» **BRIEF 1**
In the forum thread about the OVM and O1V watches, how long did raze wait for the watches to arrive?
» **BRIEF 2**
Write the next part of the forum thread about the OVM and O1V watches, picking up after its final line.

» **PASSAGE TO READ**
☆ ☆ ☆ ☆ ☆ ☆ ☆
# My thoughts on the OVM and O1V



## raze (Nov 28, 2010)

I finally took delivery of the OVM and O1V last night after waiting about 3 weeks. My expectations were high from all the reviews I have read and watched over the past weeks. A tad disappointed cause I might have hyped myself up too much. So far over a 12hr period the watches are keeping great time. About +4 sec mostly sitting in the box. Both the watches I received have none of the normal issues mentioned here like bezel alignment, particles on the dial, crown issues, etc... I wish the logos on the crown were facing upright though when fully tightened. Bezel action is very good and looses out slightly to the Darth Tuna which I feel could be one of the best feeling bezels I have ever had on a dive watch. The bracelet on the watches are ok and I would say is about the sam quality as the one found on a Sumo, but the clasp has got to be one of the worst clasp I have ever had in any of my watches. Fit and finish of the watches are ok, but the brush satin finish could have been done a bit better in my opinion. I feel the brushing on the Sumo for instance is finer and edges are more precise than on these watches. I really want to compare these watches to other watches I have owned, but Im limiting my thoughts to watches on the same price range.

Overall I'm happy with the purchases and I would recommend these watches to anyone looking for a good quality watch at this price range. If you are buying these watches and never handled one before keep in mind the price you are paying and you should be good. I prefer the styling on the OVM and might be the one that stays with me longer. Its still too early to say for sure and Ill update this post as the watches get more wrist time in the coming weeks.


----------



## Riker (Mar 31, 2007)

Congrats raze, wear them well & often....!


----------



## raze (Nov 28, 2010)

Riker said:


> Congrats raze, wear them well & often....!


Thank you very much, I will!


----------



## reggie747 (Sep 12, 2013)

Nice choices. I already have an OVM but the O1V is definitely pinging my radar for the 2nd quarter of '14.

Enjoy them both

Cheers


----------



## bigwatch13 (Aug 13, 2008)

Bottom line, you get what you pay for and some times and em some. Cheers.


----------



## vokotin (Jun 2, 2011)
☆ ☆ ☆ ☆ ☆ ☆ ☆
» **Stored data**
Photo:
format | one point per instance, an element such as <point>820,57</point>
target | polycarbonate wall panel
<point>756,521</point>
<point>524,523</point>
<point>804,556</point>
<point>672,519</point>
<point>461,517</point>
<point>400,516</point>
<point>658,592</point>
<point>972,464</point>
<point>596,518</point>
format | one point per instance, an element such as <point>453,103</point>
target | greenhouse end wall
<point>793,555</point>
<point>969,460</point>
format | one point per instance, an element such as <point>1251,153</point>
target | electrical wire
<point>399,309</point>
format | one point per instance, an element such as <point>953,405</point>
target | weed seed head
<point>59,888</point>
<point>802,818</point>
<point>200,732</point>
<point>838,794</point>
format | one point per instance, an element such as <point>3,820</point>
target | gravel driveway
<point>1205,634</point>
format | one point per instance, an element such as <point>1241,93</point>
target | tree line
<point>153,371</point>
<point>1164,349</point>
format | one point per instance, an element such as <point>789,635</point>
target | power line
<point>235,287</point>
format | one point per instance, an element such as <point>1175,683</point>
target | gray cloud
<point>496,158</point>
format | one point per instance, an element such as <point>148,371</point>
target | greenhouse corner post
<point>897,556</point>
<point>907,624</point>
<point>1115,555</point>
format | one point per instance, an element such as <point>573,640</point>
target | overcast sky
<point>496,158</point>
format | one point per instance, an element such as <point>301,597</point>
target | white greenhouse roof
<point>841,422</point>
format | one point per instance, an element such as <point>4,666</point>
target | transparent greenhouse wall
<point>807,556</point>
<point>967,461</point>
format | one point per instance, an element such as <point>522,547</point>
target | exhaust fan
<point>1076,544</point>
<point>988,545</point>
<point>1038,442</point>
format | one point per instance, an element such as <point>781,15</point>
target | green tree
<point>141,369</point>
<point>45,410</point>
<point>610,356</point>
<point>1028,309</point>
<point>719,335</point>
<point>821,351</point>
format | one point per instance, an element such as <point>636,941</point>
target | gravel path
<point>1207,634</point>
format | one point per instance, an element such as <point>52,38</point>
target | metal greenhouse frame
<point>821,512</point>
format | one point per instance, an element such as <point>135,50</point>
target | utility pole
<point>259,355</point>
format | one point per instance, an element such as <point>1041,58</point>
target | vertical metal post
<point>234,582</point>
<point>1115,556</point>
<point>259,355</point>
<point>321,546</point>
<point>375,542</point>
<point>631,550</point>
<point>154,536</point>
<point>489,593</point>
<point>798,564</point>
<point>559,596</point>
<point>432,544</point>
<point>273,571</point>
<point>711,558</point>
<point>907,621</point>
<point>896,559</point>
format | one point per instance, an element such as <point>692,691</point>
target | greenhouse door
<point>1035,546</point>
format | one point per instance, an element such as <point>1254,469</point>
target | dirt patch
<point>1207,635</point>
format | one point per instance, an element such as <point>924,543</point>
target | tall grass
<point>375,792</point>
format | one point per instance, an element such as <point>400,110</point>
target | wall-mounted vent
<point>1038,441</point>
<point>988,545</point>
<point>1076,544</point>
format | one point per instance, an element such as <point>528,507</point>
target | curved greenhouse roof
☆ ☆ ☆ ☆ ☆ ☆ ☆
» **TASK ANSWER 1**
About 3 weeks.

» **TASK ANSWER 2**
Hey Miguel first of all congrats on your double catch!
As you surely know, I have owned two Sumo's and I'm a bracelet guy. I can tell without doubt that bracelet, clasp, endlinks fitting and brushing is way better on my OVM.
To each his opinion though.


----------



## kelt (May 17, 2013)

raze said:


> I finally took delivery of the OVM and O1V last night after waiting about 3 weeks. My expectations were high from all the reviews I have read and watched over the past weeks./.....
> 
> ...../ Both the watches I received have none of *the normal issues *mentioned here like bezel alignment, particles on the dial, crown issues, etc.../.....


Normal Issues ???

There are very few reports of such "issues" here on the Forum, abnormal would be the correct wording.
Steinhart's average quality is good, and the few reported "issues" appear to have been sorted out to the satisfaction of the buyers.


----------



## Uwe W. (Jan 7, 2009)

kelt06 said:


> Normal Issues ???
> 
> There are very few reports of such "issues" here on the Forum, abnormal would be the correct wording.
> Steinhart's average quality is good, and the few reported "issues" appear to have been sorted out to the satisfaction of the buyers.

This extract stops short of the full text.